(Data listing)

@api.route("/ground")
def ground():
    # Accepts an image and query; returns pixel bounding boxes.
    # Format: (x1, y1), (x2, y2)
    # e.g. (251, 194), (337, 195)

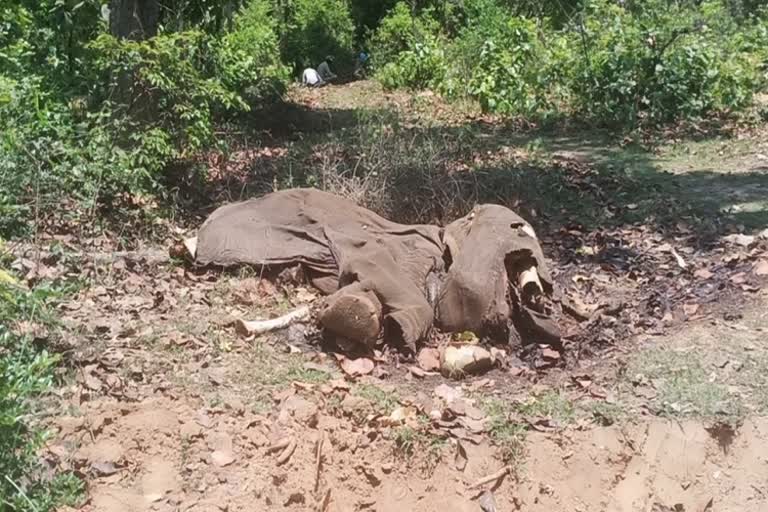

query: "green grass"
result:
(480, 398), (527, 467)
(627, 348), (746, 422)
(0, 281), (83, 512)
(515, 389), (576, 426)
(352, 384), (400, 414)
(588, 400), (627, 427)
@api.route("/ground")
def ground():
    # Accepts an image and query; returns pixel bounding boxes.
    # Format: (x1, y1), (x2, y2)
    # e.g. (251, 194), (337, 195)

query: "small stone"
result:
(418, 348), (440, 372)
(280, 395), (318, 427)
(441, 345), (493, 377)
(179, 421), (203, 439)
(723, 233), (756, 247)
(341, 395), (371, 414)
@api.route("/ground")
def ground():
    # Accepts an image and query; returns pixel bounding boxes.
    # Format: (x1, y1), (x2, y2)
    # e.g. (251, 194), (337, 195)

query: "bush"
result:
(571, 1), (759, 125)
(90, 31), (248, 153)
(377, 41), (446, 89)
(367, 2), (440, 68)
(0, 268), (83, 512)
(368, 2), (447, 89)
(280, 0), (355, 71)
(216, 0), (290, 106)
(468, 18), (550, 116)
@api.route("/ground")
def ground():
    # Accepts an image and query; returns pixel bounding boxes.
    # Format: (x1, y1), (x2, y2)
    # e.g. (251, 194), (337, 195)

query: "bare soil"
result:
(24, 84), (768, 512)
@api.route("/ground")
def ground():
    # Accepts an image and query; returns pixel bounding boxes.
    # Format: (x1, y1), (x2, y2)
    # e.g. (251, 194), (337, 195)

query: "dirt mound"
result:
(195, 189), (559, 352)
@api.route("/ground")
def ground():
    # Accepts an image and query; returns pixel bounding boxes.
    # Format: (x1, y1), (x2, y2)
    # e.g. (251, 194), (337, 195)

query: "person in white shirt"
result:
(301, 68), (325, 87)
(317, 55), (336, 82)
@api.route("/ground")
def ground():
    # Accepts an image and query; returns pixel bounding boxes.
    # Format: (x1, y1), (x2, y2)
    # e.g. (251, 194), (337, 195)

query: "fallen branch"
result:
(468, 466), (512, 489)
(317, 488), (331, 512)
(517, 265), (544, 295)
(267, 437), (291, 453)
(277, 439), (296, 466)
(670, 247), (688, 269)
(235, 306), (310, 336)
(184, 236), (197, 261)
(315, 434), (325, 494)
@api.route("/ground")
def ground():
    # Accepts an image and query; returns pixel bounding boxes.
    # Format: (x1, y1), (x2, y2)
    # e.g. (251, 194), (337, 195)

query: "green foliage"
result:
(571, 1), (758, 124)
(90, 31), (247, 153)
(377, 43), (445, 89)
(0, 280), (83, 511)
(468, 18), (549, 115)
(278, 0), (355, 70)
(368, 2), (446, 89)
(368, 2), (440, 67)
(216, 0), (289, 105)
(370, 0), (768, 126)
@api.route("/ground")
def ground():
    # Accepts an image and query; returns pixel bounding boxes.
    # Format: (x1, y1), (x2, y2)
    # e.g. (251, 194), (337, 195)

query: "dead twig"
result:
(468, 466), (512, 489)
(315, 433), (325, 494)
(267, 437), (291, 453)
(235, 306), (311, 336)
(277, 439), (296, 466)
(317, 488), (331, 512)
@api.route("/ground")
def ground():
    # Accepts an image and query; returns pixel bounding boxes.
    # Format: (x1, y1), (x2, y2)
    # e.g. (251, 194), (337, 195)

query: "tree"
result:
(109, 0), (160, 41)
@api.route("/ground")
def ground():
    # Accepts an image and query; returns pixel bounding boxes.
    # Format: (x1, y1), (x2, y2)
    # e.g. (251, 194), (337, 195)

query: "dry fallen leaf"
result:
(453, 439), (469, 471)
(541, 346), (560, 361)
(683, 304), (699, 317)
(752, 260), (768, 276)
(693, 268), (714, 279)
(417, 348), (440, 372)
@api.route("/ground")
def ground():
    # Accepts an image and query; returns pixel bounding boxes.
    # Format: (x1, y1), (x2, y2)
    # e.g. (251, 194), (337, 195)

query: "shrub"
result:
(279, 0), (355, 71)
(570, 0), (759, 124)
(468, 18), (550, 116)
(368, 2), (440, 67)
(90, 31), (247, 157)
(0, 269), (82, 506)
(216, 0), (289, 105)
(377, 41), (446, 89)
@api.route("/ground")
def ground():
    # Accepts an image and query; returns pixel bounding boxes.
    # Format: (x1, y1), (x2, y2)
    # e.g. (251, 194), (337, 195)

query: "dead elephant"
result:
(186, 189), (559, 351)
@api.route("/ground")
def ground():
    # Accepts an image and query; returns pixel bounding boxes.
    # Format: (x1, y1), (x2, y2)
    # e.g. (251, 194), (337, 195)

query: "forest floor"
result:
(13, 82), (768, 512)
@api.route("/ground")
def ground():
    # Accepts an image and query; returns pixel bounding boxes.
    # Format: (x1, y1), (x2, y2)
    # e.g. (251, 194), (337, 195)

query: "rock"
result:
(209, 434), (235, 467)
(440, 345), (493, 377)
(341, 395), (371, 414)
(141, 459), (179, 503)
(435, 384), (463, 404)
(752, 260), (768, 276)
(477, 491), (497, 512)
(280, 395), (318, 427)
(179, 421), (203, 439)
(418, 348), (440, 372)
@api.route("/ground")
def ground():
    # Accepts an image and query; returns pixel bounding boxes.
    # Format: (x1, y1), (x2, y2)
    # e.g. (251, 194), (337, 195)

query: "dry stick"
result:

> [TASK GOAL]: Repeat every line above word for word, leaving the picture out of your answer.

> [IN RESPONSE]:
@api.route("/ground")
def ground():
    # Accepts an image and query; returns pixel bounding boxes.
    # Format: (x1, y1), (x2, y2)
    # e.g. (251, 194), (337, 195)


query: "green grass"
result:
(480, 398), (527, 467)
(627, 348), (746, 422)
(0, 281), (83, 512)
(515, 389), (576, 426)
(352, 384), (400, 414)
(588, 400), (627, 427)
@api.route("/ground")
def ground():
    # Accepts an image and query; returns pixel bounding boxes.
    # Format: (x1, y1), (x2, y2)
    # e.g. (251, 194), (337, 195)

query: "small stone"
result:
(418, 348), (440, 372)
(280, 395), (318, 427)
(441, 345), (493, 377)
(179, 421), (203, 439)
(723, 233), (756, 247)
(341, 395), (371, 414)
@api.route("/ground")
def ground():
    # Accepts an image and query; returns pixel bounding boxes.
    # Format: (x1, y1), (x2, y2)
    # e.g. (251, 194), (337, 195)

query: "bush"
result:
(571, 1), (759, 125)
(90, 31), (248, 153)
(377, 41), (446, 89)
(367, 2), (440, 68)
(0, 268), (83, 512)
(368, 2), (447, 89)
(280, 0), (355, 71)
(216, 0), (290, 106)
(468, 18), (550, 116)
@api.route("/ground")
def ground():
    # Accepts an image and query; returns pixel bounding boxes.
    # Format: (x1, y1), (x2, y2)
    # e.g. (251, 194), (337, 195)

query: "bare soil"
result:
(24, 84), (768, 512)
@api.route("/ground")
def ground():
    # Accepts an image and query; returns pixel bounding boxes.
    # Format: (x1, y1), (x2, y2)
    # e.g. (251, 194), (337, 195)

query: "dirt mound"
result:
(195, 189), (559, 352)
@api.route("/ground")
def ground():
    # Accepts an image and query; returns pixel bounding boxes.
    # Format: (x1, y1), (x2, y2)
    # e.g. (251, 194), (337, 195)

query: "person in white shirt"
result:
(301, 68), (325, 87)
(317, 55), (336, 82)
@api.route("/ground")
def ground():
    # Accepts an image and query; returns pixel bounding boxes.
    # Format: (x1, y1), (x2, y2)
    # e.g. (251, 194), (337, 195)

query: "fallen branch"
result:
(468, 466), (512, 489)
(317, 488), (331, 512)
(517, 265), (544, 295)
(267, 437), (291, 453)
(277, 439), (296, 466)
(670, 247), (688, 269)
(235, 306), (310, 336)
(184, 236), (197, 261)
(315, 434), (325, 494)
@api.route("/ground")
def ground():
    # Accepts an image and query; returns pixel bounding boxes.
    # Format: (x1, y1), (x2, y2)
    # e.g. (251, 194), (337, 195)

query: "green foliage"
result:
(571, 1), (758, 124)
(90, 31), (247, 153)
(377, 43), (445, 89)
(0, 280), (83, 511)
(468, 18), (549, 115)
(278, 0), (355, 70)
(368, 2), (446, 89)
(368, 2), (440, 67)
(216, 0), (289, 105)
(370, 0), (768, 126)
@api.route("/ground")
def ground():
    # Accepts an image and query; returns pixel bounding boxes.
    # Format: (x1, y1), (x2, y2)
    # e.g. (251, 194), (337, 195)

query: "dead twig"
result:
(468, 466), (512, 489)
(315, 433), (325, 494)
(267, 437), (291, 453)
(235, 306), (311, 336)
(277, 439), (296, 466)
(317, 488), (331, 512)
@api.route("/ground")
def ground():
    # Accepts an image and query; returns pixel bounding boxes.
    # Format: (x1, y1), (x2, y2)
    # e.g. (251, 194), (337, 195)

query: "tree"
result:
(109, 0), (160, 41)
@api.route("/ground")
def ground():
    # Accepts an image and query; returns pixel bounding boxes.
    # Format: (x1, y1), (x2, y2)
    # e.g. (251, 194), (337, 195)

query: "dry fallen leaf"
result:
(453, 439), (469, 471)
(541, 346), (560, 361)
(683, 304), (699, 317)
(752, 260), (768, 276)
(693, 268), (714, 279)
(417, 348), (440, 372)
@api.route("/ground")
def ground():
    # Accepts an image and query; returns pixel bounding boxes.
    # Format: (x1, y1), (x2, y2)
    # e.g. (251, 194), (337, 195)

query: "shrub"
result:
(279, 0), (355, 71)
(570, 0), (759, 124)
(468, 18), (550, 116)
(368, 2), (440, 67)
(90, 31), (247, 157)
(0, 269), (82, 506)
(216, 0), (289, 105)
(377, 41), (446, 89)
@api.route("/ground")
def ground():
    # Accepts an image and query; returns pixel bounding boxes.
    # Format: (x1, y1), (x2, y2)
    # e.g. (251, 194), (337, 195)

query: "dead elephant"
result:
(186, 189), (559, 351)
@api.route("/ground")
def ground():
    # Accepts an image and query; returns pixel bounding boxes.
    # Format: (x1, y1), (x2, y2)
    # e.g. (251, 194), (337, 195)

query: "forest floor"
result:
(13, 82), (768, 512)
@api.route("/ground")
def ground():
    # Accepts an image and query; returns pixel bounding boxes.
    # Format: (x1, y1), (x2, y2)
    # e.g. (251, 194), (337, 195)

query: "rock"
result:
(209, 434), (235, 467)
(440, 345), (493, 377)
(341, 395), (371, 414)
(141, 459), (179, 503)
(435, 384), (463, 404)
(752, 260), (768, 276)
(477, 491), (497, 512)
(280, 395), (318, 427)
(179, 421), (203, 439)
(418, 348), (440, 372)
@api.route("/ground")
def ground():
    # Accepts an image and query; returns pixel bounding boxes.
    # Format: (x1, y1), (x2, y2)
    # e.g. (251, 194), (337, 195)

query: "dry stick"
result:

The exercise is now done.